Déconstructions de Matta-Clark

Par Bénédicte Ramade · L'ŒIL

Le 1 mai 2003 - 354 mots

Gordon Matta-Clark, fils du surréaliste chilien récemment décédé Robert Matta, a eu une vie intense dont l’aura reste aujourd’hui singulièrement vive. Disparu l’année de ses trente-cinq ans en 1978, ce jeune prodige laisse derrière lui une carrière artistique fulgurante mais foisonnante.
Vingt-cinq ans après sa mort, il fait désormais figure de légende, un héros qui constitue une référence absolue aux yeux de toute une génération d’artistes trentenaires.

────

» Consignes:
#1 Répondez à ces questions d'après l'article sur Matta-Clark.
(a) De qui Gordon Matta-Clark est-il le fils ?
(b) En quelle année est-il mort ?
(c) Pour quelle génération d'artistes est-il une référence absolue ?
#2 D'après l'article sur Matta-Clark, en quoi l'artiste fait-il aujourd'hui figure de légende ? Répondez en une à trois phrases.

────

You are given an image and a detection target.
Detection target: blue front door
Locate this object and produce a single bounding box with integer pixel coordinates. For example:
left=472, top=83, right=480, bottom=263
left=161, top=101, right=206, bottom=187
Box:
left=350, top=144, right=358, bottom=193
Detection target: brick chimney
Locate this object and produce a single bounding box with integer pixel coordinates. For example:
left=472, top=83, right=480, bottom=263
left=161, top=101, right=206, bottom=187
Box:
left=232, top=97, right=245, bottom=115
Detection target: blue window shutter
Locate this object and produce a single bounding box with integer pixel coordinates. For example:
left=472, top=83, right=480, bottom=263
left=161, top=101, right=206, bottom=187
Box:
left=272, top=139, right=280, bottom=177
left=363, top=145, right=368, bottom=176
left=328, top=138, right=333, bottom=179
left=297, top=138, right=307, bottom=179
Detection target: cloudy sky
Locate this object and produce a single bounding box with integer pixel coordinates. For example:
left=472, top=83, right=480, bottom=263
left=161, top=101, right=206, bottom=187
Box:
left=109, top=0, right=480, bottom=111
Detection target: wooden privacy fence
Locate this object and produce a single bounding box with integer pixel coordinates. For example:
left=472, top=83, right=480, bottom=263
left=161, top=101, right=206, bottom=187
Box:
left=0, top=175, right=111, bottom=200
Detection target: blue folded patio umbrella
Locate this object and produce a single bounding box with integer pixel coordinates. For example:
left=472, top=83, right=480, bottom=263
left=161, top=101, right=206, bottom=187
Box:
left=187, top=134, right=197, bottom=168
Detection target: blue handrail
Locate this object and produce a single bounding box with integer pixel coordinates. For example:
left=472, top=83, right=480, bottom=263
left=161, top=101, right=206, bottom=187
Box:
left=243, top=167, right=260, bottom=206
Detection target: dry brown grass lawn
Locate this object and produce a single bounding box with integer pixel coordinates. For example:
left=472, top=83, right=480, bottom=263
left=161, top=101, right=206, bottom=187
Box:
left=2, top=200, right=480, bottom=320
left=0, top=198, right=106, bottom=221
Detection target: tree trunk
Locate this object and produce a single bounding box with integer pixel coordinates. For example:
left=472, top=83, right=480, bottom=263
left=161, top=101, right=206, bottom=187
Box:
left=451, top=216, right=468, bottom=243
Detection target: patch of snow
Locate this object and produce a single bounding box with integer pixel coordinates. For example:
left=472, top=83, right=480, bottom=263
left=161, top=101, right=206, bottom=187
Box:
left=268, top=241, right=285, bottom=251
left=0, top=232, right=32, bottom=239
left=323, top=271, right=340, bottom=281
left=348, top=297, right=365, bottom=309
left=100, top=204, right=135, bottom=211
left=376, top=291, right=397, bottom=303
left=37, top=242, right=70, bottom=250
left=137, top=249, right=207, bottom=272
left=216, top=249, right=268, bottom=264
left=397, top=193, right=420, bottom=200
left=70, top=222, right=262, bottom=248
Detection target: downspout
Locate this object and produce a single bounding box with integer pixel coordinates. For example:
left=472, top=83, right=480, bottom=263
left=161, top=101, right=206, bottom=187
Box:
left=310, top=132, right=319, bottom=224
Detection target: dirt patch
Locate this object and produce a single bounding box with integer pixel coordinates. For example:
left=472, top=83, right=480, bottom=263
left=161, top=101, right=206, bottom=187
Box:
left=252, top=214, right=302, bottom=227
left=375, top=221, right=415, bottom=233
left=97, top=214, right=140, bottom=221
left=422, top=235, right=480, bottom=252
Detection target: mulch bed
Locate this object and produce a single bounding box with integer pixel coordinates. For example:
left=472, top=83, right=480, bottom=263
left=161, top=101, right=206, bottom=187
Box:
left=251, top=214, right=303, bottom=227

────

» Corrigé:
#1
(a) Du surréaliste chilien Robert Matta.
(b) En 1978.
(c) Pour toute une génération d'artistes trentenaires.

#2 Vingt-cinq ans après sa mort, il est considéré comme un héros. Il constitue une référence absolue aux yeux de toute une génération d'artistes trentenaires.